━━━ LISTED RECORDS ━━━
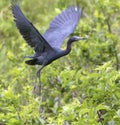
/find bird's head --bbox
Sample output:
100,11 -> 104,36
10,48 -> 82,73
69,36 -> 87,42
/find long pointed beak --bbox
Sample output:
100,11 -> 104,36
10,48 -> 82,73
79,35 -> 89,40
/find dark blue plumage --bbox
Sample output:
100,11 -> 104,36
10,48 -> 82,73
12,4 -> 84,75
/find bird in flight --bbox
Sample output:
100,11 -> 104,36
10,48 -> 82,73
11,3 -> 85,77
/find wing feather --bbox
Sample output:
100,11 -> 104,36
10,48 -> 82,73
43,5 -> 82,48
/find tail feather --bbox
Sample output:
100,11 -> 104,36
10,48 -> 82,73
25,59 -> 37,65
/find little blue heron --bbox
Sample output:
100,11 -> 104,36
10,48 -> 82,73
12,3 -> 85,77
━━━
━━━ LISTED RECORDS ━━━
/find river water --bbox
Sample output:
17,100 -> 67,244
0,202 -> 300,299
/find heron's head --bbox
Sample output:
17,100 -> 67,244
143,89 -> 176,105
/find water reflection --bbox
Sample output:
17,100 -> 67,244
━━━
━━━ LISTED RECORDS ━━━
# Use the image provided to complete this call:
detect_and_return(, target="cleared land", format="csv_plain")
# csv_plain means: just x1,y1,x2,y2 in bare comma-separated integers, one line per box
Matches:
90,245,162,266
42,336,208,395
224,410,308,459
━━━
GIVEN INSTRUCTION> Arrange the records starting at the line containing "# Use the image" and ending at the line containing "224,410,308,459" as a two-column CSV with the columns request and answer, one row for each request. Put each field in double quotes and replace line breaks inside a field with spaces.

OUTPUT>
request,answer
"# Use the image provided to complete this call: detect_and_return(, target=""cleared land"", format=""csv_plain"") # csv_plain means: just x1,y1,x2,y2 in bare comma-separated integers, one line per box Matches:","90,245,162,266 42,336,208,395 224,410,308,459"